» Brief
According to the text on animals and experimental design, how much manure from a swine herd was added to each pen in Exp. 2, and on which days?
(Source extract Opens)
2.3. Animals and experimental design

A total of 180 piglets (Duroc × [Yorkshire × Landrace]; mixed sex) were used for the two experiments. In each of the two experiments, 90 pigs (weaned at 21 ± 1 d of age) were fed a corn-soybean meal-based starter diet (20% CP; 59% SID Thr:Lys) for 6 d adaptation period and then, pigs (initial BW 7.36 ± 0.2 kg) were randomly assigned to 1 of 5 dietary treatments with SID Thr:Lys (55, 59, 63, 67 and 71%) each with 6 replicates (3 pigs per pen). In Exp. 1, 90 piglets were housed in a clean room that had been cleaned and disinfected before the arrival of the piglets and the room was cleaned once weekly. In Exp. 2, 90 piglets were housed in the same room which was not cleaned and disinfected at the end of wk 3 from the first batch to allow the build-up of manure. Moreover, manure from swine herd was added (5 kg per pen) to the pens on d 0 and 7 of the Exp. 2. In both studies, pigs were provided ad libitum access to feed and water. Body weight and pen feed disappearance were recorded weekly to determine ADG, ADFI and gain-to-feed ratio (G:F) calculated on per pen basis. Blood was collected on d 0 and 14 and analyzed for plasma urea nitrogen (PUN) and plasma-free Thr and Lys. Faecal consistency scoring (0 = normal, 1 = soft faeces, 2 = mild diarrhoea, and 3 = severe diarrhoea) was done as described by Marquardt et al. (1999) by 2 independent trained individuals with no prior knowledge of the treatment allocation.
(Source extract Closes)
(Record set Opens)
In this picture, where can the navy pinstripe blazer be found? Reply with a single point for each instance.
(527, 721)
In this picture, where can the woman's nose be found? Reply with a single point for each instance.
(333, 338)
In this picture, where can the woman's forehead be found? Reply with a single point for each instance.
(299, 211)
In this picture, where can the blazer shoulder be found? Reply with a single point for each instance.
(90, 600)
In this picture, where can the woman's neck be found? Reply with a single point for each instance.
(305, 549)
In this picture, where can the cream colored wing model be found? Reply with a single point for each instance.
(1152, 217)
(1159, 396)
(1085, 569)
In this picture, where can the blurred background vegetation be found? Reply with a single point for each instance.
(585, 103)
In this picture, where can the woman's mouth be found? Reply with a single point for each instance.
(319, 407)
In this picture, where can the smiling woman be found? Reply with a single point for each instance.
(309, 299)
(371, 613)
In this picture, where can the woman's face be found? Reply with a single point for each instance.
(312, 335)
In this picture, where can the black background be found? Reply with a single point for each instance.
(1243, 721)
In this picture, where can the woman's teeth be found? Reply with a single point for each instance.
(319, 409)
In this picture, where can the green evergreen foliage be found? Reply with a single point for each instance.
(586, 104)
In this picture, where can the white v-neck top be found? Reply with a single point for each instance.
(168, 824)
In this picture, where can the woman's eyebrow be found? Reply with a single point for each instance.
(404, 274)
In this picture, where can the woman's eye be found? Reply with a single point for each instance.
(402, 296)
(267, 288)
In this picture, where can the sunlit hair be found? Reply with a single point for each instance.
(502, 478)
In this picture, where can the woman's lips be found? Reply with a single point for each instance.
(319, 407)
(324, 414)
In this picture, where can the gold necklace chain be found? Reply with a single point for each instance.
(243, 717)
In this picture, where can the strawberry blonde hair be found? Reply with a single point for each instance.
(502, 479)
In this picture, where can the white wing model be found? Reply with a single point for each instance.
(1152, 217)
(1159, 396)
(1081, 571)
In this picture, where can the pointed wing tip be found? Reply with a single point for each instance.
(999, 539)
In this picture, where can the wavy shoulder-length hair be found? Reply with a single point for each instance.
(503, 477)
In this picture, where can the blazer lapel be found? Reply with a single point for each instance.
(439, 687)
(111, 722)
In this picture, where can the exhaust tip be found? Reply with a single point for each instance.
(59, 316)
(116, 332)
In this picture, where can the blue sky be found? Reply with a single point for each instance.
(Record set Closes)
» Result for this exercise
5 kg per pen, on d 0 and 7.